### EXCERPT TO READ ###
= Pseudo-Tertullian =

There have been many works attributed to Tertullian in the past which have since been determined to be almost definitely written by others. Nonetheless, since their actual authors remain uncertain, they continue to be published together in collections of Tertullian's works. The unknown authors of these works are usually called Pseudo-Tertullian by scholars. Such works include

- Adversus omnes haereses, presented as an appendix to the work De praescriptione haereticorum of Tertullian. It lists 32 heresies. There is consensus that this work is not by Tertullian himself. A traditional theory is that the work is a Latin translation of a Greek original, a lost work Syntagma written by Hippolytus of Rome around 220. Recent scholarship, agreeing with a theory of Richard Adelbert Lipsius, suggests that the Syntagma was also the common source for Philastrius and the Panarion of Epiphanius. Adversus omnes haereses may have been written by Victorinus of Pettau.
- De execrandis gentium diis (On the Execrable Gods of the Heathens)
### DATA PROVIDED ###
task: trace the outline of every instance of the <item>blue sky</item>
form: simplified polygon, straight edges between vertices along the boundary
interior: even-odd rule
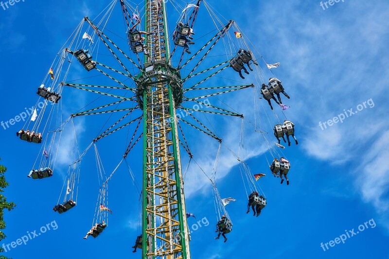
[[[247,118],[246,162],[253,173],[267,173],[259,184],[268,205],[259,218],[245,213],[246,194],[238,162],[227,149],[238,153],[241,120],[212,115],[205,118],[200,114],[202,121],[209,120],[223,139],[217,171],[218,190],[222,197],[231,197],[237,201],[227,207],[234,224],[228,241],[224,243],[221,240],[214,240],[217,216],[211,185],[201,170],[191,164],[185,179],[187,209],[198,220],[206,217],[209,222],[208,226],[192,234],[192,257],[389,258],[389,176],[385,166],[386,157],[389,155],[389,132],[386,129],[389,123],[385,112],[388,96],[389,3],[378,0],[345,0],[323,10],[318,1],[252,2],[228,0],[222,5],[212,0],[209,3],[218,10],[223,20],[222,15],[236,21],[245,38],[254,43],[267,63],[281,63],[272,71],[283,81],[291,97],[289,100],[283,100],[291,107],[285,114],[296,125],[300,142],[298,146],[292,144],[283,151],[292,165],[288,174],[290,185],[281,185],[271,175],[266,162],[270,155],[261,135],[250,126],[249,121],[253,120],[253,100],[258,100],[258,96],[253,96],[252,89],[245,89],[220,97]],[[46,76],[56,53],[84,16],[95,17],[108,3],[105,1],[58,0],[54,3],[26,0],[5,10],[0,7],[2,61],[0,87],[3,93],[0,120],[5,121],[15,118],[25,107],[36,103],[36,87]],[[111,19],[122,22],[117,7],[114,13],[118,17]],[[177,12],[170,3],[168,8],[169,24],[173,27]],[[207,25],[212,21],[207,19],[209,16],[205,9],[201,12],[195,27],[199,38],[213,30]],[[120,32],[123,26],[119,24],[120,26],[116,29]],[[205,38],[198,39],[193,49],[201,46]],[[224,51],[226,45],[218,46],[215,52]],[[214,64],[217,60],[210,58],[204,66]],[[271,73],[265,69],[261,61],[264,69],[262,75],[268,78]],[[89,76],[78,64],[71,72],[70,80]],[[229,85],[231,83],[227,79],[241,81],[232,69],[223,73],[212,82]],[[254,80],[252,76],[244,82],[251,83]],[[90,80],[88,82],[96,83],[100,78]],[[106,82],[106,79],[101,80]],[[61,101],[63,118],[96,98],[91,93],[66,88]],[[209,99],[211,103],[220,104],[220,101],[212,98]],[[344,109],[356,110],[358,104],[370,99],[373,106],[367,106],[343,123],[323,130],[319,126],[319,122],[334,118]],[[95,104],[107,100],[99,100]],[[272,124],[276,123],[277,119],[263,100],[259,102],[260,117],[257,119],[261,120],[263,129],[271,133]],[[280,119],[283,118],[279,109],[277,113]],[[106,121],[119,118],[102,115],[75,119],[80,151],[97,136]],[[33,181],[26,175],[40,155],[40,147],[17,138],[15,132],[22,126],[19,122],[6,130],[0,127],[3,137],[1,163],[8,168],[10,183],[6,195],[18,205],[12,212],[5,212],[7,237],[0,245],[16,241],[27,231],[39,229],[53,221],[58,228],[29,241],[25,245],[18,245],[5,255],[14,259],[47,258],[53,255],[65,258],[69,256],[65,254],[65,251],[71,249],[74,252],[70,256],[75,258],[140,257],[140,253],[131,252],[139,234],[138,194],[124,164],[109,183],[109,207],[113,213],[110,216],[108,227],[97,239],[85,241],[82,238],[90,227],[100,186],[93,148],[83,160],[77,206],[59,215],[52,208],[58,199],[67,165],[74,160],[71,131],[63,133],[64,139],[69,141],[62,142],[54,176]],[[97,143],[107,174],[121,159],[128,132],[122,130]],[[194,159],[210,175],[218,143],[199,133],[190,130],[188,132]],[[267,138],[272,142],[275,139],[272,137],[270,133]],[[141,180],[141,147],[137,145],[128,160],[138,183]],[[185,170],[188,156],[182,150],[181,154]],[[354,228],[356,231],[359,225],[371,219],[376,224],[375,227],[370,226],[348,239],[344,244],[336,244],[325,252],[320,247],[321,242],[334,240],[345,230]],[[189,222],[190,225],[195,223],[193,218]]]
###
### DATA PROVIDED ###
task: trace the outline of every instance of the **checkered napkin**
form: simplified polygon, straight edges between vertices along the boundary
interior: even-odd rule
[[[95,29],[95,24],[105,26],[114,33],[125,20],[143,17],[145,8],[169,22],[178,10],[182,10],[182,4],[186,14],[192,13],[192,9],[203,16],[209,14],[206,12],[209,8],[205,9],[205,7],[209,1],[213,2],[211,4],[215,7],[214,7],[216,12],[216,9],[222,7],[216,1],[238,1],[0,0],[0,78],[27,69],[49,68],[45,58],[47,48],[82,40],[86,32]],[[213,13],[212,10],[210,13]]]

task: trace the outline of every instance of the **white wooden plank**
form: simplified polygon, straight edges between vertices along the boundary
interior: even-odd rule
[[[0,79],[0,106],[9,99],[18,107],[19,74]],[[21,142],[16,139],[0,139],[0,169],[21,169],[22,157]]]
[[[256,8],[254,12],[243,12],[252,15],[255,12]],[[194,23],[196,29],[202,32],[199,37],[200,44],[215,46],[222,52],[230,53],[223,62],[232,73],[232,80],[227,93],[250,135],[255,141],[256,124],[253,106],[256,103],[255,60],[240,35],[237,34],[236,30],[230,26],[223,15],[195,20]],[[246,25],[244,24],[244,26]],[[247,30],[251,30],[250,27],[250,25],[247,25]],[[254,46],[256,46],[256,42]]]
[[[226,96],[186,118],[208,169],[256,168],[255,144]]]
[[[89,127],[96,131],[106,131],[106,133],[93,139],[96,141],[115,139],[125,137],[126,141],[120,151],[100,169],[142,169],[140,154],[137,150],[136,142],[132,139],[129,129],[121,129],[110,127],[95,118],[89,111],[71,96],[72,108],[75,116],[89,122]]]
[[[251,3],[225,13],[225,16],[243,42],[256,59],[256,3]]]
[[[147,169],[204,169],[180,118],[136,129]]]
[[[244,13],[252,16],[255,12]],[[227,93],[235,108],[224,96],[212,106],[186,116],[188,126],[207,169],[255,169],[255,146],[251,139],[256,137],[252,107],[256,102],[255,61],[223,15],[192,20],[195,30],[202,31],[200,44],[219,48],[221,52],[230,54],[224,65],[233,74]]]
###
### DATA PROVIDED ###
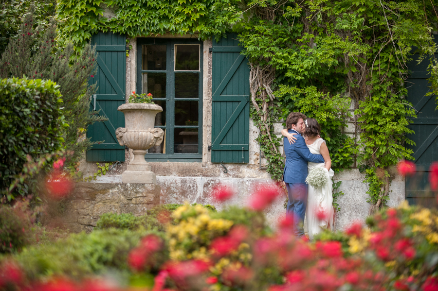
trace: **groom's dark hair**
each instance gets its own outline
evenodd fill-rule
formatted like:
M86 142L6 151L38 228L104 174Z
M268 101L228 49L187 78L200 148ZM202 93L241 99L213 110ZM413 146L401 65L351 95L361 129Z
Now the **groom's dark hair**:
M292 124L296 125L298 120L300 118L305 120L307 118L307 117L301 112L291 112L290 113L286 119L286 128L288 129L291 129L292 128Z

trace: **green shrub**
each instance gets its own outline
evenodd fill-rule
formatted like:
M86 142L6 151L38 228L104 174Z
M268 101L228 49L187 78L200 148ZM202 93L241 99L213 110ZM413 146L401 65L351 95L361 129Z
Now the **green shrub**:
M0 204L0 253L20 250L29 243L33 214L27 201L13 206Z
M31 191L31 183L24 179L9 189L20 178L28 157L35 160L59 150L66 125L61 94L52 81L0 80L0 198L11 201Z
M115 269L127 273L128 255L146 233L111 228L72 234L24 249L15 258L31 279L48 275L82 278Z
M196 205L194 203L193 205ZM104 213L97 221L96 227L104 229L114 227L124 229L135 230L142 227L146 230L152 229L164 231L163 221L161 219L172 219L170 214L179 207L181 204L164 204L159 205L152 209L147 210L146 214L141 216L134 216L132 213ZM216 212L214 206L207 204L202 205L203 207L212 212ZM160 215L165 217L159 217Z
###
◆ **EXERCISE SET**:
A – According to the text on Pseudo-Tertullian, how many heresies does Adversus omnes haereses list?
B – Write what comes next in the text on Pseudo-Tertullian, picking up after its last line.
The entries come from a separate source and have nothing to do with the text on Pseudo-Tertullian.

◆ **RESULTS**:
A – 32

B –
- Carmen adversus Marcionem (Poem against Marcion), possibly by Commodian. The Catholic Encyclopedia describes it as "doggerel hexameters".
- Carmen de Iona propheta (Poem about the Prophet Jonah), possibly by Cyprianus Gallus
- Carmen de Sodoma (Poem about Sodom), possibly by Cyprianus Gallus
- Carmen de Genesi (Poem about Genesis)
- Carmen de judicio Domini (Poem about the Judgment of the Lord)
- Passio sanctae Perpetuae et Felicitatis (Passion of Saints Perpetua and Felicity), much of it presented as the personal diary of Perpetua, was once assumed to have been edited by Tertullian. That view is no longer widely held, and the work is usually published separately from Tertullian's own works.